## Work to be completed
Repeat the material verbatim. Images are excluded from the copy.

## Exercise data
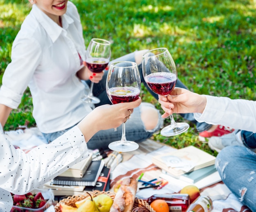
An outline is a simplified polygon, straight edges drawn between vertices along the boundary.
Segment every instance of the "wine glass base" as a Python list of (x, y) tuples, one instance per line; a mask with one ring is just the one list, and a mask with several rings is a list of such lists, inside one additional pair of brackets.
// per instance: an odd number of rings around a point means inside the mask
[(81, 98), (81, 100), (86, 103), (98, 104), (101, 102), (100, 100), (95, 96), (84, 96)]
[(134, 141), (118, 141), (108, 145), (108, 148), (117, 152), (131, 152), (139, 148), (139, 145)]
[(176, 123), (175, 125), (169, 125), (163, 128), (160, 134), (166, 136), (177, 136), (185, 132), (189, 128), (189, 125), (187, 123), (180, 122)]

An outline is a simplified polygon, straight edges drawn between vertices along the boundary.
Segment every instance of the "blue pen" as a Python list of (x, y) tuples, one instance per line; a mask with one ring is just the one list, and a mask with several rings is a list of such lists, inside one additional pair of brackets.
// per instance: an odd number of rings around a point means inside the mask
[(146, 181), (143, 181), (141, 180), (138, 180), (138, 182), (140, 182), (141, 183), (145, 183), (147, 185), (155, 185), (155, 183), (152, 183), (150, 182), (147, 182)]
[[(149, 181), (148, 182), (146, 182), (145, 183), (144, 183), (142, 184), (142, 185), (148, 185), (149, 184), (148, 183), (152, 183), (152, 182), (153, 182), (153, 181), (156, 181), (157, 180), (157, 179), (156, 178), (155, 178), (155, 179), (153, 179), (153, 180), (151, 180), (150, 181)], [(144, 181), (145, 182), (145, 181)], [(152, 185), (152, 184), (150, 184)]]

## Task answer
An outline is a simplified polygon, straight edges drawn between vertices along the boundary.
Segment every instance of the "wine glass base" as a Python list of (x, y) tuples, one instance per line; a mask with one ring is just the one list, and a mask with several rings is a list of such lists, inside one additional pair of brackets.
// per instance: an odd number of rings around a point means inside the mask
[(81, 98), (81, 100), (86, 103), (98, 104), (101, 102), (100, 100), (95, 96), (84, 96)]
[(134, 141), (118, 141), (108, 145), (108, 148), (117, 152), (131, 152), (139, 148), (139, 145)]
[(176, 123), (175, 125), (169, 125), (163, 128), (160, 134), (166, 136), (177, 136), (185, 132), (189, 128), (189, 125), (187, 123), (180, 122)]

An outline is a simplified polygon, straight edges drawn between vertices along the boundary.
Segment every instance of the "blue pen" as a Python list of (x, y) tuples, one instance per line; a mask with one ring is just the one list, and a mask with several rings is a list of such lists, inside one additional pair of brackets.
// per instance: an odd number of rings around a point means inside the mask
[(146, 181), (143, 181), (141, 180), (138, 180), (138, 182), (140, 182), (141, 183), (145, 183), (147, 185), (155, 185), (155, 183), (152, 183), (150, 182), (147, 182)]
[[(149, 181), (148, 182), (146, 182), (145, 183), (144, 183), (142, 184), (142, 185), (148, 185), (149, 184), (148, 183), (152, 183), (152, 182), (153, 182), (153, 181), (156, 181), (157, 180), (157, 179), (156, 178), (155, 178), (155, 179), (153, 179), (153, 180), (151, 180), (150, 181)], [(144, 181), (145, 182), (145, 181)], [(152, 185), (152, 184), (150, 184)]]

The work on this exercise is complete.